§ **Source extract**:
++++++++++++++++++++

# Acadia National Park



## ejabbale (May 28, 2011)

I am planning a trip up to Acadia National Park in Maine and I am wondering if anyone has recommendations for good cycling routes. I believe the Park Loop Road is good for road bikes but I am wondering if there is anything else anyone can recommend? I would rather stick to fully paved roads preferably with minimal motor vehicle traffic so I am trying to avoid the Carriage roads. I appreciate the feedback.

Eric


----------



## Bobonli (May 8, 2008)

Last time I was there (6 years ago) I don't remember much of a shoulder on Loop Rd and it was fairly congested. The trails are nice: dirt and light gravel. Any of the roads around the park are nice; just park your car and explore. You might want to poke around and look for routes from Vt Bicycle Tours. They run tours thru the area.


----------



## onrhodes (Feb 19, 2004)

Depending on what time of year you go, the roads around the island might not be too bad. I've been up 4 times now during Memorial Day weekend and the traffic isn't too bad. However if you are headed up during the "summer season" June - August, you may find the traffic on the roads a bit daunting. 
As you can imagine, it is a very popular tourist/vacation spot and has LOTS of traffic during the peak season.


----------



## Jay Strongbow (May 8, 2010)

Yeah for the loop road, if you can, be there just before the sun comes up and leave once you can see. 
Its an amazing ride when you're on that road all alone except for the occasional deer and knowing you're one of the first people in North America to see the sun rise and it's on a bike over looking the ocean. It's really an amazing ride all alone on that road first thing in the morning. Well worth the effort of waking up early. It's almost always cold starting out any time of year so plan accordingly.

the road around the edge of Schoodic Point (I probably spelled at wrong) is really nice to but its short so just add to it or do it as laps to make it worth the drive out there. It's a one way road around the peninsula and not a lot of people know about it compared to loop road so that makes it pretty nice. It's not as pretty as loop road but really nice none the less.

++++++++++++++++++++

§ **Stated goal 1**: According to the Acadia cycling thread, which months make up the "summer season"?
§ **Stated goal 2**: Retype the Acadia cycling thread between "As you can imagine, it" and "so plan accordingly.", inclusive.
§ **Stated goal 3**: List the username of every person who posted in the Acadia cycling thread.
The data after this point comes from a separate source, not from the Acadia cycling thread.

++++++++++++++++++++

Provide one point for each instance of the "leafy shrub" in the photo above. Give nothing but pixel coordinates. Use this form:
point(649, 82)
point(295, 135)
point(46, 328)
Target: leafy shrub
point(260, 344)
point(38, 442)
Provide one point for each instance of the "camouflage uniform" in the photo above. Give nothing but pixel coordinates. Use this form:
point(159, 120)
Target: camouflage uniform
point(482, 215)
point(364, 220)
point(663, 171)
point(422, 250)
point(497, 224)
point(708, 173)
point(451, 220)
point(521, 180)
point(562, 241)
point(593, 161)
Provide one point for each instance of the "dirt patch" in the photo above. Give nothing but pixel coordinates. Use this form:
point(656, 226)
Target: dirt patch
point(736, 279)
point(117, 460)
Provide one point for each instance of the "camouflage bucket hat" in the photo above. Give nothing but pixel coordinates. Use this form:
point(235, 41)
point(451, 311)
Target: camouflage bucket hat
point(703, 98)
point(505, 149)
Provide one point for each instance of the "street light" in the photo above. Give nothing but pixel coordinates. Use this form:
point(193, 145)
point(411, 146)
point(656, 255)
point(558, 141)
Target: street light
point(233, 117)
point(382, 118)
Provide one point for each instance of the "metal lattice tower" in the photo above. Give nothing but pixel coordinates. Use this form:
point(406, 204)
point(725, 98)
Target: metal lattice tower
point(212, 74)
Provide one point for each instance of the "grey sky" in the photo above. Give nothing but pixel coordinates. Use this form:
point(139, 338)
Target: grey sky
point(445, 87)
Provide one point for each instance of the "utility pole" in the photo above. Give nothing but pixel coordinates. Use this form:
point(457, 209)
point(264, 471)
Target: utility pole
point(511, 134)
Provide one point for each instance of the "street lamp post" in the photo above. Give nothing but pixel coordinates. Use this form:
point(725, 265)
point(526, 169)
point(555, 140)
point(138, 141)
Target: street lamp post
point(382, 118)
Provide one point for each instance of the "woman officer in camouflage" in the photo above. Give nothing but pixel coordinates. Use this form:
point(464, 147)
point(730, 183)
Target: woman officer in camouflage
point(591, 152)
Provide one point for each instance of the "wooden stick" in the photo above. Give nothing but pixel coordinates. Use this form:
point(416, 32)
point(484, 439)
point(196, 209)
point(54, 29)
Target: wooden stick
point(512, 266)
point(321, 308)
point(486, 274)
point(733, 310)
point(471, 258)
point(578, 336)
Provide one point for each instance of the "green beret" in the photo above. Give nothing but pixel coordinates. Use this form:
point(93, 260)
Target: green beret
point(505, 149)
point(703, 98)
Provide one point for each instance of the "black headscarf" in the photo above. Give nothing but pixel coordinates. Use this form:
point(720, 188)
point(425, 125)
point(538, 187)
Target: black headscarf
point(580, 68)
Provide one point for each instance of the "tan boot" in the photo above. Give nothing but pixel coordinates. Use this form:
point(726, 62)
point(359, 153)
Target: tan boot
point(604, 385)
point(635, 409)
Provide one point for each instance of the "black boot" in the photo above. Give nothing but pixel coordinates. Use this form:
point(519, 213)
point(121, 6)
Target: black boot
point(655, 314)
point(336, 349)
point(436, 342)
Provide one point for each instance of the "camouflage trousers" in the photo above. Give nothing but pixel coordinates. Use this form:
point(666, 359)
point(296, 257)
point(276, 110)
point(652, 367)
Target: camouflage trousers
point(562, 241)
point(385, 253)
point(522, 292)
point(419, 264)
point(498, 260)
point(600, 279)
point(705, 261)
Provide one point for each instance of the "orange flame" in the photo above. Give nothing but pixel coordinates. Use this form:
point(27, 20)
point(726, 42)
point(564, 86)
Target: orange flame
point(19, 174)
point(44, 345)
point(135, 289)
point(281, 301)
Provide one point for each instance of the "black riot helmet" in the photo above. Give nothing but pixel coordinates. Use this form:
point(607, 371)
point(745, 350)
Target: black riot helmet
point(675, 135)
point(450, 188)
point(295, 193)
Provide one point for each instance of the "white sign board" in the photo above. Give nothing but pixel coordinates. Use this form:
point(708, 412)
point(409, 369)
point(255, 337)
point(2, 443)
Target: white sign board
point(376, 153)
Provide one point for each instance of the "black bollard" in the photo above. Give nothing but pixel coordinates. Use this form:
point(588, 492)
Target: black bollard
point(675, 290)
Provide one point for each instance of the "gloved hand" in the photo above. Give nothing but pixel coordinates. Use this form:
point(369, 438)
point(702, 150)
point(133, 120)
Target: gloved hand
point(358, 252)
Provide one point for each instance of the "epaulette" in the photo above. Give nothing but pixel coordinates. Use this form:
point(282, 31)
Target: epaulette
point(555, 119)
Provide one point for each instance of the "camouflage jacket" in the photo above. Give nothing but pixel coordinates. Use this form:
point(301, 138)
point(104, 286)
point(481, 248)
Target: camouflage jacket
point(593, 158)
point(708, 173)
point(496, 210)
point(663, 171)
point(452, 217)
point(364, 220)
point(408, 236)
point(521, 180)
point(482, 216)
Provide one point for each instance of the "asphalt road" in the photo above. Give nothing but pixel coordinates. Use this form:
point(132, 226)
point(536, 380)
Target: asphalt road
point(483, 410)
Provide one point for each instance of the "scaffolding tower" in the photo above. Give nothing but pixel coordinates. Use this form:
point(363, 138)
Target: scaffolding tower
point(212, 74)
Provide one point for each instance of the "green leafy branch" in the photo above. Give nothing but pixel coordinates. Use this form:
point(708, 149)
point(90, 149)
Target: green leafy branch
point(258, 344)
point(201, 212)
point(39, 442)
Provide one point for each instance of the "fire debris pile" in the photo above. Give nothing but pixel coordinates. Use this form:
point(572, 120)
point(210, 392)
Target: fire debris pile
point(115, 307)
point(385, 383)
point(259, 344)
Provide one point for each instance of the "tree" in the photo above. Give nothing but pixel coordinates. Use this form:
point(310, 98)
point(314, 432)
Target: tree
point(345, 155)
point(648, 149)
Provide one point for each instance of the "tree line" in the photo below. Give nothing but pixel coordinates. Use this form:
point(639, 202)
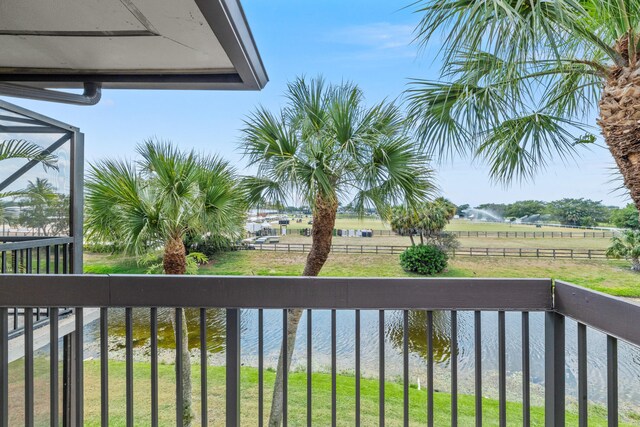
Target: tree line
point(567, 211)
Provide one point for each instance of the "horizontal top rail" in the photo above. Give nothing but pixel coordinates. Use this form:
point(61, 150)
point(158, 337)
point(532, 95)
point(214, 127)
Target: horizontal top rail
point(27, 290)
point(34, 243)
point(611, 315)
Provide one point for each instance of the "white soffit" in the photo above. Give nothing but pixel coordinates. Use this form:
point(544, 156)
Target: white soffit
point(166, 44)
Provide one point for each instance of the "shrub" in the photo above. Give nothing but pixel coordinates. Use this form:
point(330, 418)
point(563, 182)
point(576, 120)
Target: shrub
point(424, 259)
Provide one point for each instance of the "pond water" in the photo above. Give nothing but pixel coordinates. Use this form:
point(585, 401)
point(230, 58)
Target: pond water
point(629, 356)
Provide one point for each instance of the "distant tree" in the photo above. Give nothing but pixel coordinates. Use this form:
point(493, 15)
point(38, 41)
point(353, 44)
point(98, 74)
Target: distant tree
point(524, 208)
point(36, 203)
point(626, 217)
point(581, 212)
point(426, 220)
point(626, 246)
point(460, 210)
point(497, 209)
point(448, 205)
point(404, 222)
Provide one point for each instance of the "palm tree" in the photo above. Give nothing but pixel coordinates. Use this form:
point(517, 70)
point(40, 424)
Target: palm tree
point(626, 246)
point(22, 149)
point(156, 202)
point(521, 78)
point(325, 147)
point(38, 198)
point(403, 221)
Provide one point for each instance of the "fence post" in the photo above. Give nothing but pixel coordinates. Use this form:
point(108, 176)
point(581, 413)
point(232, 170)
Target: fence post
point(554, 370)
point(233, 367)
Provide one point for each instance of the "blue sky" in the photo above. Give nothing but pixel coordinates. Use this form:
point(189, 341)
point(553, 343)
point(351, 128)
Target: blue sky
point(368, 42)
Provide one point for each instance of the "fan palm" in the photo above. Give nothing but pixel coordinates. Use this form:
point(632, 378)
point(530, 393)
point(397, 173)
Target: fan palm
point(323, 148)
point(626, 246)
point(27, 150)
point(522, 78)
point(156, 202)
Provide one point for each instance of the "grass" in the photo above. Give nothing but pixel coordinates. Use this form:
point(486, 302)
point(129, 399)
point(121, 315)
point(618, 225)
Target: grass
point(321, 408)
point(612, 277)
point(466, 242)
point(456, 224)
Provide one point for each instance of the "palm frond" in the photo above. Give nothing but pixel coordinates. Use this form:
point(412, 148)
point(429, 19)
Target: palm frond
point(23, 149)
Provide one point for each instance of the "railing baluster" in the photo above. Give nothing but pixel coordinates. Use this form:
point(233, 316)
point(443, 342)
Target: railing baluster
point(554, 381)
point(478, 366)
point(526, 373)
point(405, 366)
point(204, 411)
point(357, 349)
point(53, 367)
point(47, 263)
point(612, 381)
point(79, 366)
point(129, 364)
point(430, 405)
point(104, 366)
point(381, 368)
point(179, 378)
point(233, 367)
point(56, 259)
point(334, 396)
point(65, 258)
point(582, 375)
point(4, 367)
point(260, 367)
point(309, 367)
point(28, 367)
point(154, 366)
point(502, 368)
point(285, 367)
point(454, 368)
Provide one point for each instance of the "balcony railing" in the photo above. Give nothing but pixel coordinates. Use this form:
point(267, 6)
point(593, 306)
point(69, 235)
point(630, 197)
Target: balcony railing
point(557, 302)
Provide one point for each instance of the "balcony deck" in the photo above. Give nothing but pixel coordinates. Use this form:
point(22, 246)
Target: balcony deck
point(558, 301)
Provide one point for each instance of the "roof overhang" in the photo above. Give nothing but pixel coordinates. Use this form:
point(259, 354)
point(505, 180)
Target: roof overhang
point(128, 44)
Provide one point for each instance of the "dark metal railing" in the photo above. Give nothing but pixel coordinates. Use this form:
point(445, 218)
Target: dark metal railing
point(33, 256)
point(616, 318)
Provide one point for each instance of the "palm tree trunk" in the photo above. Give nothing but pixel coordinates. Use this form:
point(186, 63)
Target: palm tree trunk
point(174, 261)
point(324, 220)
point(620, 124)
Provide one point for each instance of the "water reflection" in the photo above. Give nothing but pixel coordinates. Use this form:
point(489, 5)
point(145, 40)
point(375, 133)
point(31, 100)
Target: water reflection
point(418, 334)
point(216, 324)
point(629, 356)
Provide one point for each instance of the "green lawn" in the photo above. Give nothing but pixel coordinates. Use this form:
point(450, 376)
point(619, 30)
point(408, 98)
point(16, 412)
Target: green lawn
point(456, 224)
point(466, 242)
point(321, 409)
point(613, 277)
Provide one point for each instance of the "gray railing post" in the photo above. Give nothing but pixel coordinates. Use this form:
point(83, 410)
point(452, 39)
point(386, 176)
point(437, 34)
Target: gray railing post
point(554, 360)
point(233, 367)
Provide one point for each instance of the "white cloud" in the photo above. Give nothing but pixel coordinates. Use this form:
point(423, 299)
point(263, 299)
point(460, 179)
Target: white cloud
point(381, 40)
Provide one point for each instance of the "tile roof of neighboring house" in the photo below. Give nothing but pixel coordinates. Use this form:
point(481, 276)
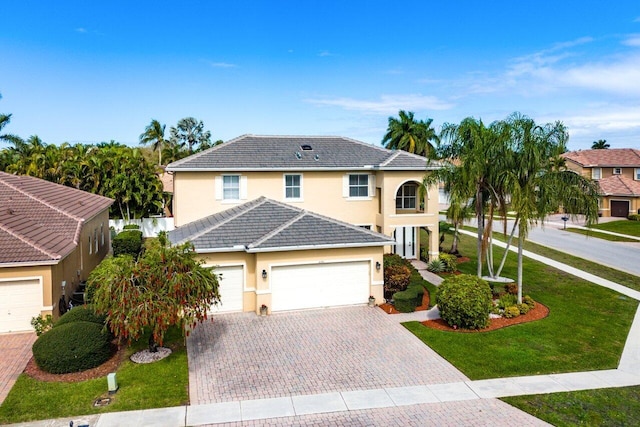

++++++++++++++++++++

§ **Written response 1**: June through August.

§ **Written response 2**:
As you can imagine, it is a very popular tourist/vacation spot and has LOTS of traffic during the peak season.


----------



## Jay Strongbow (May 8, 2010)

Yeah for the loop road, if you can, be there just before the sun comes up and leave once you can see. 
Its an amazing ride when you're on that road all alone except for the occasional deer and knowing you're one of the first people in North America to see the sun rise and it's on a bike over looking the ocean. It's really an amazing ride all alone on that road first thing in the morning. Well worth the effort of waking up early. It's almost always cold starting out any time of year so plan accordingly.

§ **Written response 3**: ejabbale, Bobonli, onrhodes, Jay Strongbow